-- start of DATA ENTRIES --

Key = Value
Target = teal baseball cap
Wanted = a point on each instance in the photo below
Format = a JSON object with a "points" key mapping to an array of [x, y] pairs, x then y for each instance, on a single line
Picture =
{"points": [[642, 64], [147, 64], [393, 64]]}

-- end of DATA ENTRIES --

INSTRUCTION
Put every line of the material above into a numbered list, skipping any blank lines.

OUTPUT FOR THIS TASK
1. Key = Value
2. Target = teal baseball cap
3. Wanted = a point on each instance in the photo below
4. Format = a JSON object with a "points" key mapping to an array of [x, y] pairs, x then y for each instance, on a single line
5. Picture =
6. {"points": [[642, 64], [147, 64], [393, 64]]}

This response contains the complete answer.